-- BEGIN INPUT DATA --

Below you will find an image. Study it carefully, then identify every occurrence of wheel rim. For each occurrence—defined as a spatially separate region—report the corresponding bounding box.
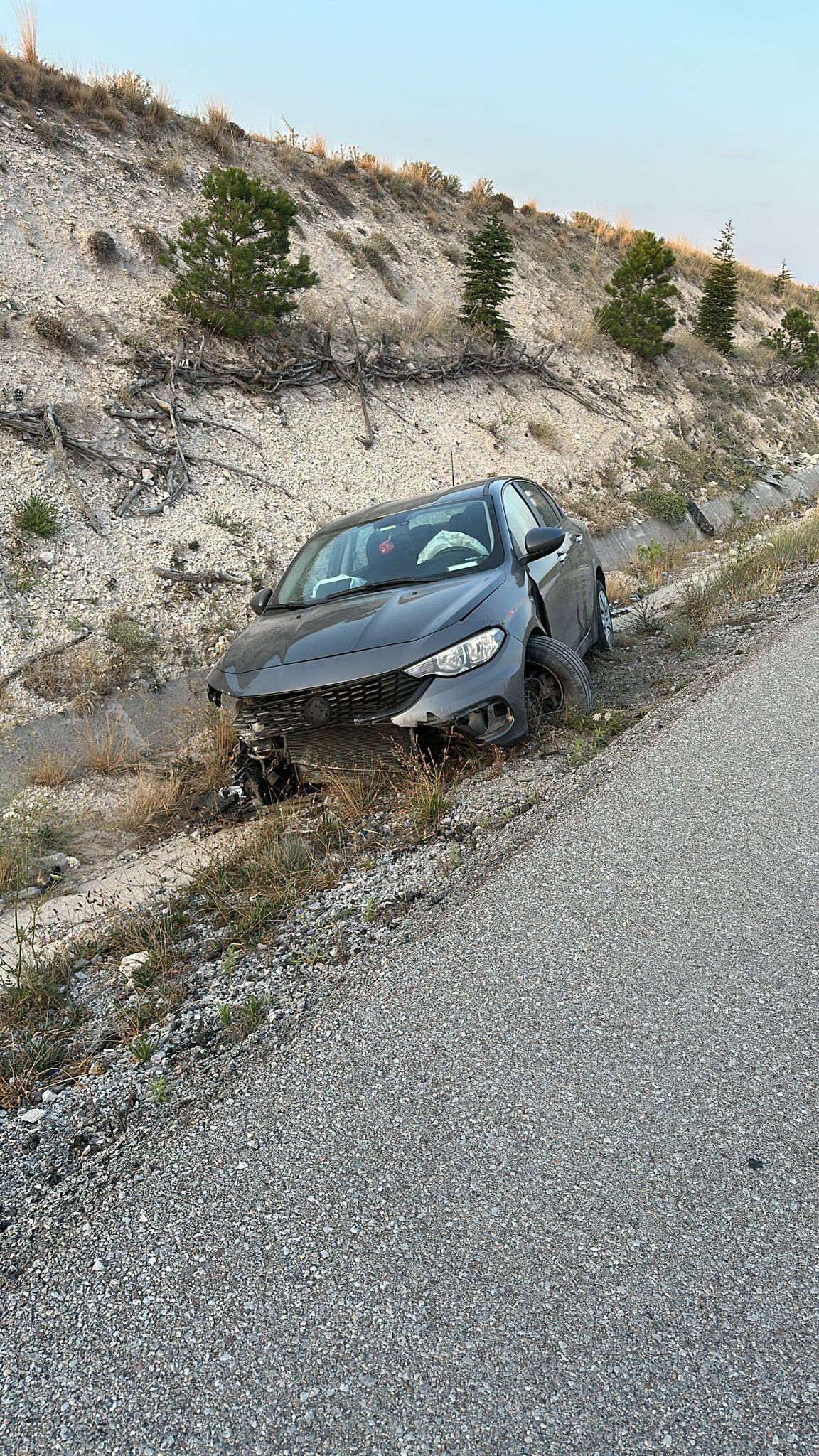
[523,663,564,732]
[597,587,614,646]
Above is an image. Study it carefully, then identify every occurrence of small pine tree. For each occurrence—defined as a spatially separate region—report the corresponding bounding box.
[596,233,679,360]
[461,213,515,342]
[694,221,739,354]
[168,168,318,339]
[762,309,819,370]
[774,257,791,299]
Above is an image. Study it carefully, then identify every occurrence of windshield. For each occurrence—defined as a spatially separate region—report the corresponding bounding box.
[275,496,503,606]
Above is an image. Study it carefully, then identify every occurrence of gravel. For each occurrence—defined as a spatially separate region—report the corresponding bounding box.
[0,607,819,1456]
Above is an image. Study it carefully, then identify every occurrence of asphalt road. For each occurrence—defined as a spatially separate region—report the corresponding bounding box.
[0,596,819,1456]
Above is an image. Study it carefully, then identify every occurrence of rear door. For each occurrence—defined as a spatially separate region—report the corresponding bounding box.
[501,481,580,646]
[516,481,594,642]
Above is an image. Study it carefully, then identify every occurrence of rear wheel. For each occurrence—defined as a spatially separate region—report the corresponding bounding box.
[523,636,594,732]
[594,577,614,653]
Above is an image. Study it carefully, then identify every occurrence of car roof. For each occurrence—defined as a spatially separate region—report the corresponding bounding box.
[314,475,505,536]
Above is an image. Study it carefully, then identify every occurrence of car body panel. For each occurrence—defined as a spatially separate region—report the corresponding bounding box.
[208,478,602,774]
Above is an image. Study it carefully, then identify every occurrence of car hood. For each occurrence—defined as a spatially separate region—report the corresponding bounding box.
[210,569,503,680]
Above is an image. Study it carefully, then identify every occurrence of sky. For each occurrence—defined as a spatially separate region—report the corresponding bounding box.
[8,0,819,284]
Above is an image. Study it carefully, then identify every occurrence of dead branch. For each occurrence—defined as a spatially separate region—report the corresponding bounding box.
[134,342,623,429]
[0,567,28,628]
[153,567,251,587]
[165,345,191,505]
[344,300,376,450]
[0,626,92,687]
[46,405,105,536]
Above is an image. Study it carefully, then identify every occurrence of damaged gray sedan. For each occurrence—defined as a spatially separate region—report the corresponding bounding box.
[208,478,612,802]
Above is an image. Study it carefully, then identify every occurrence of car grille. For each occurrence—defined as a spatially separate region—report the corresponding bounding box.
[236,673,427,741]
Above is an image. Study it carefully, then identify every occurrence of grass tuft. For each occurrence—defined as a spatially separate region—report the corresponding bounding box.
[26,749,75,789]
[86,230,119,268]
[13,491,60,537]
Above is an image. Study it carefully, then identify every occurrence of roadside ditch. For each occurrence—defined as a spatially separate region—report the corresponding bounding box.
[0,513,819,1283]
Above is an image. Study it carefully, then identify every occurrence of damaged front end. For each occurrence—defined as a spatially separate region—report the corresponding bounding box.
[208,652,520,803]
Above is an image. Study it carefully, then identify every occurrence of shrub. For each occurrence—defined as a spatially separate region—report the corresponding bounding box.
[461,213,515,341]
[86,232,119,268]
[14,491,60,536]
[107,71,153,117]
[596,232,679,360]
[695,221,739,354]
[169,168,318,339]
[762,309,819,370]
[637,489,688,525]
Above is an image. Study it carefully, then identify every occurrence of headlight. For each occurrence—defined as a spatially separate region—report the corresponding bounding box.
[404,628,504,677]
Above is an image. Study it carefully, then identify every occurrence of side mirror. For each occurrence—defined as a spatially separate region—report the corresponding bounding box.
[251,587,272,617]
[523,525,565,560]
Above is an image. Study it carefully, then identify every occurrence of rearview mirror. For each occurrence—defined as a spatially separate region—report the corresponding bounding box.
[523,525,565,560]
[251,587,272,617]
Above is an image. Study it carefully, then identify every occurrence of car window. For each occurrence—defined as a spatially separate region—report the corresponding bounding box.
[516,481,562,525]
[503,485,540,556]
[275,495,503,606]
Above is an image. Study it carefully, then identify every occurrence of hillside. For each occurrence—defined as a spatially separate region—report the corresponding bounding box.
[0,54,819,719]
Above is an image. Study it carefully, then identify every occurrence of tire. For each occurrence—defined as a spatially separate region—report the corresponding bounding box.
[594,577,614,653]
[523,633,594,732]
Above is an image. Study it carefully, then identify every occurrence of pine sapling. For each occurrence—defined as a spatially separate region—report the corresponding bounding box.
[694,221,739,354]
[168,168,318,339]
[461,213,516,343]
[596,232,679,360]
[762,309,819,370]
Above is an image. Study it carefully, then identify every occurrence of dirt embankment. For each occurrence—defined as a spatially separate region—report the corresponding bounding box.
[0,61,819,721]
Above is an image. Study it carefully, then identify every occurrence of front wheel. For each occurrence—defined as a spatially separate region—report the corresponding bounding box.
[523,635,594,732]
[594,577,614,653]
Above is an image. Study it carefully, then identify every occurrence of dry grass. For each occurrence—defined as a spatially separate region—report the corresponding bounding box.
[117,766,183,843]
[606,571,637,607]
[322,769,387,824]
[466,178,494,213]
[360,303,469,348]
[182,703,236,792]
[11,0,39,65]
[554,314,608,354]
[137,90,173,141]
[395,759,456,839]
[82,714,140,776]
[28,311,80,354]
[678,508,819,643]
[23,646,117,707]
[564,489,634,536]
[86,230,119,268]
[200,100,236,160]
[26,749,76,789]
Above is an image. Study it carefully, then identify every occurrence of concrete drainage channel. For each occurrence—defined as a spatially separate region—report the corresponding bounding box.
[0,454,819,963]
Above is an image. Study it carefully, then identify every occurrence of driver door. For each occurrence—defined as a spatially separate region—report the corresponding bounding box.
[501,482,580,648]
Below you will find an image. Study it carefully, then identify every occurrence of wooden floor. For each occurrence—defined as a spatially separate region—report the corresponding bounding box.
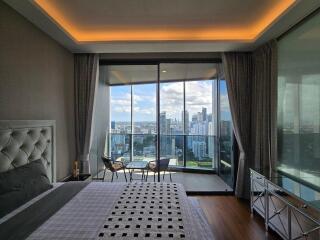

-- END INPUT DATA --

# JOB:
Quote every item above verbatim, leaving the pictures out.

# EXERCISE RESULT:
Below you will find an image. Study it carefully, then identify every occurrence of wheel rim. For each occurrence—defined as a spatially separate region—report the corresponding bounding box.
[523,663,564,732]
[597,587,614,646]
Above is an image. Study it carefully, then identify every occurrence of small pine tree. For each occurrence—defined as a spatially separate region—report the corresponding bounding box.
[596,233,679,360]
[461,213,515,342]
[694,221,739,354]
[168,168,318,339]
[762,309,819,370]
[774,257,791,299]
Above is an image. Study it carefully, then identify every occurrence of windshield. For each occurrence—defined as a spatially separate region—report the corresponding bounding box.
[275,496,503,606]
Above is an image. Study it carefully, then identify every occurrence of gravel. For each occurrence—defined as a spatially separate region—report the corresponding bounding box.
[0,607,819,1456]
Above is an image. Study it carefully, then identify every occurrence of asphalt road. For each occurrence—defined as a spatially separate region—report the corresponding bounding box.
[0,596,819,1456]
Above is an image. Study it carefully, then identify every occurrence of rear door. For each occurrence—defined as a spatially separate region—report the corresponding bounding box.
[501,481,580,646]
[516,481,594,642]
Above is an image. Study it carefully, then identify every occurrence of rear wheel. For each occurrence—defined as a spatially separate region—report the corresponding bounding box.
[523,636,594,732]
[594,577,614,653]
Above is an image. Study it carefully, then identify every occurrence of car roof. For each occurrence—defined as a spatially separate region—report the corresponding bounding box.
[314,475,505,536]
Above is an image. Study it carefully, then identify every occurrence of car body panel. For each occurrence—defined as a spatially separate region—report the corresponding bounding box.
[208,478,602,774]
Above is an image. Study it carefully, then identify every occurrence of car hood. For each occurrence—defined as a spatially separate region—report the corresponding bounding box.
[210,569,503,680]
Above is an image. Study it carefully, then identify every occurrence of sky. For each occurrence—defined as a spatially separate region—report the corresponding bounding box.
[8,0,819,284]
Above is an image. Study it carefully, then identify every occurrence of dead branch. For each occurrence—defined as a spatially separate region—report the corresponding bounding box.
[134,342,623,429]
[0,567,28,628]
[153,567,251,587]
[165,345,191,505]
[344,300,376,450]
[0,626,92,687]
[46,405,105,536]
Above is an image. Study it carefully, then identify every occurrence of damaged gray sedan. For each occurrence—defined as a spatially separate region—report the corresponding bounding box.
[208,478,612,802]
Above is an image. Study it carefully, then identify every occurrence of car grille. For each occurrence—defined as a spatially separate region—report the corresponding bounding box.
[236,673,427,741]
Above is an image. Study it carefully, then identify every occurrence of grass tuft. For each occurrence—defined as a spatially separate region—report the corresponding bounding box.
[26,749,75,789]
[86,230,119,268]
[13,491,60,537]
Above is an image. Study it carefully, then identify every occurrence of roadside ditch. For each occurrence—defined as a spatially separate region—report the corresponding bounding box.
[0,513,819,1283]
Above is an image. Study it carefully, then identify every occurrence of damaged front end. For each occurrence—defined as a spatially separate region—report the corresponding bounding box.
[208,652,520,803]
Above is an image. Study it carefully, then identify every occurrence of shrub. For each occurrence—defined as a spatially separate region—report the corresponding bounding box.
[461,213,515,341]
[86,232,119,268]
[14,491,60,536]
[107,71,153,117]
[596,232,679,360]
[695,221,739,354]
[169,168,318,339]
[762,309,819,370]
[637,489,688,525]
Above is an image. Study it carefully, then identify every occurrence of headlight. For each occurrence—defined as a spatially separate region—report the corresponding bounding box.
[404,628,504,677]
Above is an image. Study it carefully, then identify every occurrence of side mirror. For each occurrence—defined as a spatially separate region—report the corresponding bounding box.
[251,587,272,617]
[523,525,565,560]
Above is an image. Study it carefully, then identify every occurrence of rearview mirror. For each occurrence—defined as a spatially separate region—report the corresponding bounding box.
[523,525,565,560]
[251,587,272,617]
Above is an image. Study it carefully, then identify every occurrence of car window. For each occurrence—defined as a spatially separate region—report the corresponding bounding box.
[516,481,562,525]
[503,485,540,556]
[275,495,503,606]
Above is an image. Study it carefully, then identify every occurrence of hillside. For each occurrence—defined as a spatially separate region—report the corresponding bounding box.
[0,54,819,719]
Above is an image. Study it carefully, then identify every occurrence of tire. For each occurrence—defined as a spatially separate region—report the corresponding bounding box.
[594,577,614,653]
[523,633,594,732]
Above is an image. Study it carefully, then identify every occurrence of pine sapling. For each occurrence—defined as a spatially separate region—report the corresponding bounding box.
[694,221,739,354]
[168,168,318,339]
[461,213,516,343]
[596,232,679,360]
[762,309,819,370]
Above is an image. Study it carefully, then identify every occurrence of dirt embankment. For each occurrence—defined as a spatially separate region—report the corresponding bounding box.
[0,61,819,721]
Above is an image. Study it carefully, then identify every occurrence of front wheel. For each occurrence—defined as a spatially separate region—report the corresponding bounding box.
[523,635,594,732]
[594,577,614,653]
Above is an image. Study it carefully, then identify every occurrence of dry grass. For each occurrence—defined as a spatially separate region—report the corresponding bounding box.
[117,766,183,843]
[606,571,637,607]
[322,769,387,824]
[466,178,494,213]
[360,303,469,348]
[182,703,236,792]
[11,0,39,65]
[554,314,608,354]
[137,90,173,141]
[395,759,456,839]
[82,714,140,776]
[28,311,80,354]
[678,508,819,643]
[23,646,117,707]
[564,489,634,536]
[86,230,119,268]
[200,100,236,160]
[26,749,76,789]
Above is an image. Study it carefully, then identify every occurrence of concrete drainage channel. For each occurrence—defined as a spatially separate region—report the corresponding bounding box.
[0,454,819,963]
Above is an image. Study it carefully, then identify every occurrence of driver door. For each occurrence—defined as a spatially separate region—report the corresponding bounding box.
[501,482,580,648]
Below you will find an image. Study it carefully, then identify every occurrence of wooden floor. For each occurrence—defined as a spatially separate region—report the corresponding bounding box.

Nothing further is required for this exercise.